### TASK OBJECTIVE
In the film discussion below, reproduce verbatim the passage starting at "A movie like" and ending at "my ass unkicked.".

### SELECTED EXCERPT

I can't help feeling you're reading way too much of Eastwood as auteur into Dirty Harry, a movie he neither wrote, nor directed. I mean, yeah, he picked it up, but he picked up a lot of movies back then that I feel you would not be so confident casting as statements of identity and as Eastwood's read on society (Any Which Way But Loose?).

Certainly, the role and the statement became an iconic one, but that was retrospective; I've seen no evidence Eastwood set out to do that with this film.
posted by smoke at 2:34 AM on December 6, 2014 [1 favorite]


There were a shit-ton of fascinating fantasy, horror and sci-fi pictures made in the 1980s that probably couldn't have happened in other decades. (I'm not saying they were all great, but they were weird in a truly worthwhile way.) A really strange, dark, big budget movie like Quest for Fire, performed entirely in some made-up caveman language, could have only happened in 1980-something. (1981 actually featured two mainstream releases about cavemen that were performed in made-up languages, this and the campy Ringo Starr comedy Caveman.) Dark Crystal and Labyrinth came out in the 1980s, and wouldn't have been at home in any other decade. (And both are perfect. Shut up.) Look at Dragonslayer, a movie that takes sword and sorcery tropes and mixes them with a critique of religion and a gritty take on medieval society and some twisty gender stuff. (Seriously. Look at it. It's still awesome!) The 1980s were full of genre stuff that was smart or groundbreaking or just terrifically weird. I mean, 1980s Terry Gilliam was on fire.

A movie like Little Shop of Horrors works in such a perfectly 1986 way. I can't really imagine a 1970s version. A 1990s version probably would have been a lot more loud and crass and dumb, full of bad CGI. (Even if Frank Oz had directed it, we would have had 1990s Frank Oz, who somehow seemed to be a whole different dude.) But because it came out exactly when it did, it's truly dark and odd and full of SCTV and SNL people back when that really meant something. I don't even like musicals generally, and that movie never leaves my ass unkicked.

If you're bringing in indies and stuff at the margins, or stuff from other countries, you can probably make a fair argument that any decade was just as interesting as other decade. But if we're talking about the stuff Americans could see on a Friday night at the local theater, the stuff that had an impact on the culture at large, I think the 1970s and 1980s have it all over every decade since. (Although again, when we're talking about the 1980s I'm mostly confining myself to the weird genre stuff. There were some amazing, dark dramas like Raging Bull in the 1980s, but the 1970s were definitely the golden age for gritty, realistic cinema.)

B. starring Michael J. Fox,

That's a weird way to knock Back to the Future off the list. For what it is, it's a masterpiece. Super-clever and exciting plot, great action, funny dialogue, lovable characters. That script is like a jewel, with little gags that pay off in huge, intricate action scenes later, and clever little details and connections you don't notice until you've seen the damn movie 9 times. Yeah, it's got the Huey Lewis songs and a few elements that are awkward to the modern eye, but it's about as good as popcorn movies have ever gotten. Also, Fox is beloved for a reason. The guy's been in some crappy movies, but come on. Michael J. Fox!

Entries drawn from a dataset:
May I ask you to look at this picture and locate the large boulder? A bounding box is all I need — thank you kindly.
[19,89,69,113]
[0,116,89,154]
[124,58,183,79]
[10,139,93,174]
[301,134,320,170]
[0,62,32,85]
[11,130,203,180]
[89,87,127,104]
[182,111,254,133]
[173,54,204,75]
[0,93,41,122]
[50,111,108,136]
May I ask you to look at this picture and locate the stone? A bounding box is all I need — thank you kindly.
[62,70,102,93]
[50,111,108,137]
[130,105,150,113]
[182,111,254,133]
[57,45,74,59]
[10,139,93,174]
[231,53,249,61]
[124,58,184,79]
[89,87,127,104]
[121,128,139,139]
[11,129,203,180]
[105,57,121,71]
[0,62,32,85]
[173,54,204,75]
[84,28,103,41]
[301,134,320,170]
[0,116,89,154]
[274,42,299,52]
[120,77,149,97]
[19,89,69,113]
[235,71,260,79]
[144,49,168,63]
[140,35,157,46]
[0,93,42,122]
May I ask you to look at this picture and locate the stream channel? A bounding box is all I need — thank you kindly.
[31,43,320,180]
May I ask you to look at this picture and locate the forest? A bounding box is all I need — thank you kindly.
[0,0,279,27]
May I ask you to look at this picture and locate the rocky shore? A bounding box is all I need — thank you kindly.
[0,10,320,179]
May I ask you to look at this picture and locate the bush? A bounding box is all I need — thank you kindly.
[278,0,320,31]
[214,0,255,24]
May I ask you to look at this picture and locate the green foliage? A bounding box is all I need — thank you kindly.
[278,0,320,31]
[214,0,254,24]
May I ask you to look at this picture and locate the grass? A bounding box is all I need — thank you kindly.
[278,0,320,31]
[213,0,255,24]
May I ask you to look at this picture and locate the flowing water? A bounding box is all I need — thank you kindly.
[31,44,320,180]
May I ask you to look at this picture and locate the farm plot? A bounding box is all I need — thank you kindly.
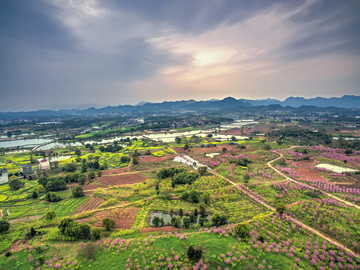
[247,181,324,206]
[291,199,360,252]
[94,173,146,186]
[73,196,105,215]
[78,206,140,230]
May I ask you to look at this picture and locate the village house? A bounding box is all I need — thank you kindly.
[39,158,50,170]
[20,163,32,176]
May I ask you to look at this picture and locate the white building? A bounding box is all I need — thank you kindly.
[0,169,9,184]
[39,158,50,170]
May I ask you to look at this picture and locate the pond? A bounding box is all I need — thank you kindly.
[0,139,52,148]
[149,212,211,226]
[36,142,82,150]
[315,163,358,173]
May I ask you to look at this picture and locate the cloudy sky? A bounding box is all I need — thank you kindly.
[0,0,360,111]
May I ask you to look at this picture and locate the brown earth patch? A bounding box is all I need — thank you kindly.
[295,167,326,180]
[141,226,180,233]
[139,155,176,163]
[94,173,147,186]
[74,196,105,215]
[9,239,27,252]
[78,206,140,230]
[102,167,130,176]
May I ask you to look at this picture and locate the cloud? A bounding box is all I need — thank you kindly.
[0,0,360,110]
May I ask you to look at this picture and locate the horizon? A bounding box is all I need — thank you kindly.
[0,0,360,112]
[0,95,360,113]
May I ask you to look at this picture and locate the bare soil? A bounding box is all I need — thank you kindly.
[78,206,140,230]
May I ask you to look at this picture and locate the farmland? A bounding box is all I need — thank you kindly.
[0,116,360,269]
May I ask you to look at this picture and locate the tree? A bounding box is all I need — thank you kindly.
[79,174,86,186]
[133,156,139,165]
[174,217,181,228]
[45,192,61,202]
[187,246,202,262]
[58,218,74,234]
[72,186,84,198]
[200,204,206,216]
[120,156,129,163]
[152,217,160,227]
[75,149,81,157]
[235,224,250,238]
[243,174,250,183]
[199,217,207,227]
[45,210,56,220]
[184,143,190,151]
[9,176,24,191]
[81,162,87,172]
[0,220,10,233]
[36,185,45,194]
[183,217,190,229]
[198,166,207,176]
[103,218,115,231]
[91,228,101,240]
[276,203,286,215]
[88,172,95,180]
[31,191,38,199]
[190,214,197,223]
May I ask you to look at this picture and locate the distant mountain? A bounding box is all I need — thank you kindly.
[0,96,360,120]
[241,95,360,109]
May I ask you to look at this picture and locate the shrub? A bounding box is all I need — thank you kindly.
[235,224,250,238]
[0,220,10,233]
[103,218,115,231]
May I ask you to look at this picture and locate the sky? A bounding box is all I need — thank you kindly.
[0,0,360,111]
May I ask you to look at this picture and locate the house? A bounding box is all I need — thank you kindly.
[0,169,9,184]
[39,158,50,170]
[20,163,32,176]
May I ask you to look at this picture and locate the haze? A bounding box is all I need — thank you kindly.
[0,0,360,111]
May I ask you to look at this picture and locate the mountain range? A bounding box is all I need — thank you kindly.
[0,95,360,120]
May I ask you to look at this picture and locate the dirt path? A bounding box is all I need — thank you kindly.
[266,149,360,209]
[8,215,41,224]
[172,146,360,258]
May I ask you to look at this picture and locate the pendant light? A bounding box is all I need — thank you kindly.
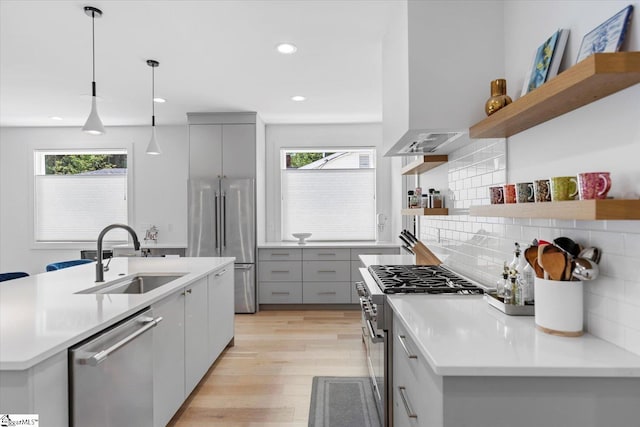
[147,59,162,154]
[82,6,104,135]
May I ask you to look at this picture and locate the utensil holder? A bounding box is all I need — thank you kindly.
[534,277,584,337]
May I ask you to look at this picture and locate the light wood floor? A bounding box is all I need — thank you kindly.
[169,310,368,427]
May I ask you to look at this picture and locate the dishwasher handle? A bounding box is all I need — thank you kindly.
[78,316,162,366]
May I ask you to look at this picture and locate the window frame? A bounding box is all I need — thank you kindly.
[276,146,378,242]
[26,141,135,250]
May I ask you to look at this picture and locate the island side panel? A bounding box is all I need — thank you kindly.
[444,377,640,427]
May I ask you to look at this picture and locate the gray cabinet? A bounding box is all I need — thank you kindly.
[187,113,257,178]
[258,248,302,304]
[153,291,186,427]
[258,247,400,304]
[208,265,234,364]
[184,278,211,395]
[152,264,234,427]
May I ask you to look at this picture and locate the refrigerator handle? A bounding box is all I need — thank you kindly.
[214,191,220,252]
[221,192,227,251]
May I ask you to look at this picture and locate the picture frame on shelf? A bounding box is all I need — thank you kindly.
[521,28,569,96]
[576,5,633,64]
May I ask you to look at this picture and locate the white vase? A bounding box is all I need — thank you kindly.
[534,277,584,337]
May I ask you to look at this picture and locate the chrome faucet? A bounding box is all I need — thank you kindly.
[96,224,140,282]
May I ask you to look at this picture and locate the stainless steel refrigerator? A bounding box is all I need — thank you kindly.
[187,178,256,313]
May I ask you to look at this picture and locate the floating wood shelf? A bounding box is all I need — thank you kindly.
[469,199,640,221]
[402,208,449,216]
[469,52,640,138]
[402,155,449,175]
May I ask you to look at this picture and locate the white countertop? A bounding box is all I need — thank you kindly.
[112,240,187,249]
[360,255,640,377]
[258,240,401,249]
[0,258,235,370]
[389,295,640,377]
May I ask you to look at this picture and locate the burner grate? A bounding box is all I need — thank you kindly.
[369,265,483,295]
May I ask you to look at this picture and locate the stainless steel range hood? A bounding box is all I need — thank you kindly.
[385,129,468,157]
[382,0,504,157]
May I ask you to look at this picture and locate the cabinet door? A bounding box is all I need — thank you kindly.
[222,124,256,178]
[152,291,186,427]
[184,277,210,396]
[189,125,224,178]
[209,264,234,364]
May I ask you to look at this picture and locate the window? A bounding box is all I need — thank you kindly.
[34,149,128,242]
[281,149,376,240]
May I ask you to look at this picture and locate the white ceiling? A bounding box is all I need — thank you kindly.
[0,0,398,126]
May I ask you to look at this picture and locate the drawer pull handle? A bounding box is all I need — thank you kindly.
[399,335,418,359]
[398,386,418,418]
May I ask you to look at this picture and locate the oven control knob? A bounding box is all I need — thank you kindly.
[356,282,367,297]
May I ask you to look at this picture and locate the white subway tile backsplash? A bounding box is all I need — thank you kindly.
[420,138,640,354]
[589,231,625,255]
[602,221,640,234]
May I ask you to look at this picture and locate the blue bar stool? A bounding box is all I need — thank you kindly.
[47,259,93,271]
[0,271,29,282]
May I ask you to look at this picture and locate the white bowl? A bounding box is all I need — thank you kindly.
[291,233,311,245]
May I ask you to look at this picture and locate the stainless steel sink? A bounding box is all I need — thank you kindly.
[77,273,186,294]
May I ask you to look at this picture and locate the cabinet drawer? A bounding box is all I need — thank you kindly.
[302,261,351,282]
[351,282,360,304]
[302,282,351,304]
[258,282,302,304]
[351,248,400,261]
[258,248,302,261]
[258,261,302,282]
[302,248,349,261]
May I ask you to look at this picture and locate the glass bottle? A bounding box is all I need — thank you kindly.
[509,242,522,273]
[504,275,517,304]
[514,276,526,305]
[496,262,509,298]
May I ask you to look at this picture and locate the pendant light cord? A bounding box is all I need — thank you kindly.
[151,66,156,126]
[91,11,96,96]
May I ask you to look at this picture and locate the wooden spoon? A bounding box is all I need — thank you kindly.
[524,245,544,279]
[538,245,567,280]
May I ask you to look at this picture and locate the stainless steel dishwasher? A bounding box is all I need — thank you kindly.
[69,309,162,427]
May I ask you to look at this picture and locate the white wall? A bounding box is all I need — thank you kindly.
[266,123,391,241]
[420,1,640,354]
[0,126,189,274]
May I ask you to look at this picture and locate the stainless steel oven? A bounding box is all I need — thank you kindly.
[356,265,483,427]
[356,268,393,427]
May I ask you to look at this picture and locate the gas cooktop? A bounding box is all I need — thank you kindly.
[369,265,484,295]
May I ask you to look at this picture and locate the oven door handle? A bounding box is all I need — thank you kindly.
[365,320,384,344]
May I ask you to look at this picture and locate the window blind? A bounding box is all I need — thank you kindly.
[35,174,128,242]
[282,169,376,240]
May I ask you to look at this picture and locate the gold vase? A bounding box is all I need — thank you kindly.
[484,79,511,116]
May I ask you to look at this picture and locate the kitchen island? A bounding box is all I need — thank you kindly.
[361,256,640,427]
[0,258,234,426]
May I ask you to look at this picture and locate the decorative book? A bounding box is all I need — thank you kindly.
[522,29,569,95]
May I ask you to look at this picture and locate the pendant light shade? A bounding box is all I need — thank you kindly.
[147,59,162,155]
[82,6,105,135]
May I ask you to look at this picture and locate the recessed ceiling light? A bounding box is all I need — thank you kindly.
[276,43,298,55]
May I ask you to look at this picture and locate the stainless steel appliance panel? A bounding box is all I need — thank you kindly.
[234,264,256,313]
[187,178,220,257]
[220,178,256,264]
[69,310,162,427]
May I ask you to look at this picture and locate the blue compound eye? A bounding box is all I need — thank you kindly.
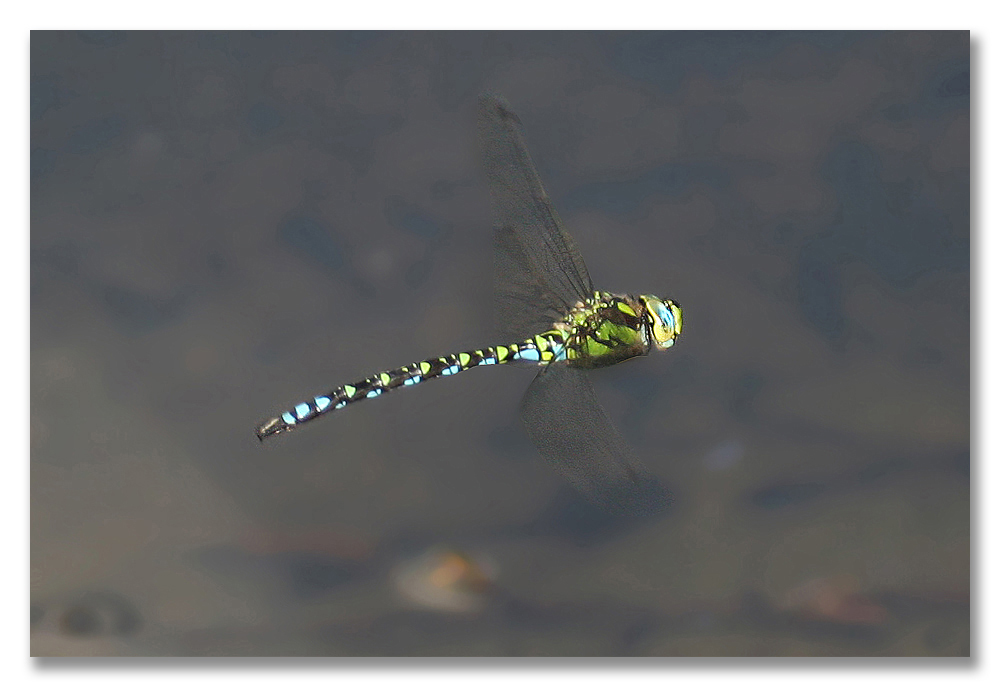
[656,302,675,330]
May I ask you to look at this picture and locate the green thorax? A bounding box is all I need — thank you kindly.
[540,291,651,368]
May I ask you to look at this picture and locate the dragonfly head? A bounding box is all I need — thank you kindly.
[639,295,681,351]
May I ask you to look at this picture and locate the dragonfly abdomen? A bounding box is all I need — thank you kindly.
[257,330,566,441]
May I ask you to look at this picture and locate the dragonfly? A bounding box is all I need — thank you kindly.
[257,94,682,515]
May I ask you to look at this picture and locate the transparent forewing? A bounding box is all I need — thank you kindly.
[521,363,671,515]
[479,95,594,339]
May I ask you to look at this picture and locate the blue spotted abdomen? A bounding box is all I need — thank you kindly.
[257,330,567,441]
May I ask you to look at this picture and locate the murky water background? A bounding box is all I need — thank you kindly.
[31,32,970,656]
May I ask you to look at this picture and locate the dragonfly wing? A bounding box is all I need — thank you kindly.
[479,95,594,339]
[521,364,671,515]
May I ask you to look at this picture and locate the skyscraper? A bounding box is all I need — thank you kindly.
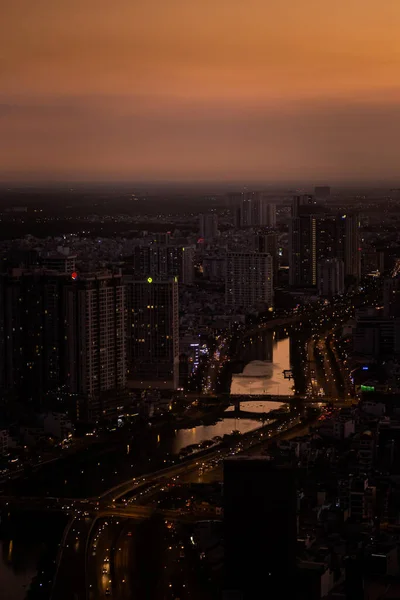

### SOLUTION TO THIS EXERCISE
A movie like Little Shop of Horrors works in such a perfectly 1986 way. I can't really imagine a 1970s version. A 1990s version probably would have been a lot more loud and crass and dumb, full of bad CGI. (Even if Frank Oz had directed it, we would have had 1990s Frank Oz, who somehow seemed to be a whole different dude.) But because it came out exactly when it did, it's truly dark and odd and full of SCTV and SNL people back when that really meant something. I don't even like musicals generally, and that movie never leaves my ass unkicked.